» **Textabschnitt**:
+--

Filip Dewinter vom Vlaams Belang hatte von der „Gefahr“ gesprochen, die „völkische Identität“ zu verlieren und Deutschland als „linke Diktatur“ bezeichnet, der Elsässer Robert Spieler von der „Nouvelle Droite Populaire“, dem die „Front National“ zu links ist, getönt: „Ich will ein deutsches Deutschland und ein europäisches Europa!“ Die Tschechin Edelmannova, die sich im „Wahlkampf“ für die „Endlösung der Zigeunerfrage“ ausgesprochen hatte, schlug auch in Köln offen rassistische Töne an: „Falls jemanden (sic) [...] unsere Spielregeln, unsere Sprachen, unser Gott, unsere Hautfarbe oder unsere europäische Kirche belästigen, dann soll der unseren wunderschönen Kontinent mit uns nicht teilen!“ was auch von „Pro Köln“ Vorsitzenden Markus Beisicht mit lautem Bravo bedacht wurde.[2]
Trotz merklicher Anwesenheit rechtskonservativer „pro-israelischer“ Kräfte und zeitweilig gegenteiliger Bekundungen (Beisicht: „Wir verteidigen unsere abendländisch christlich-jüdische Kultur gegenüber der schleichenden Islamisierung...“), erreichte doch so manche rassistische Kernaussage den glatzköpfigen Adressaten. Kein Wunder also, dass sich auch dieses Mal unzählige Kölner den Braunen die rote Karte zeigten.

+--

Als was bezeichnete Filip Dewinter Deutschland laut dem Textabschnitt? Die Auflistung wird hier nicht gebraucht.

» **Angezeigte Daten**:
+--

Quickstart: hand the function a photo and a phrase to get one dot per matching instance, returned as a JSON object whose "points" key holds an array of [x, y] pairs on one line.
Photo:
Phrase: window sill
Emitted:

+--

» **Lösung**:
Als „linke Diktatur“.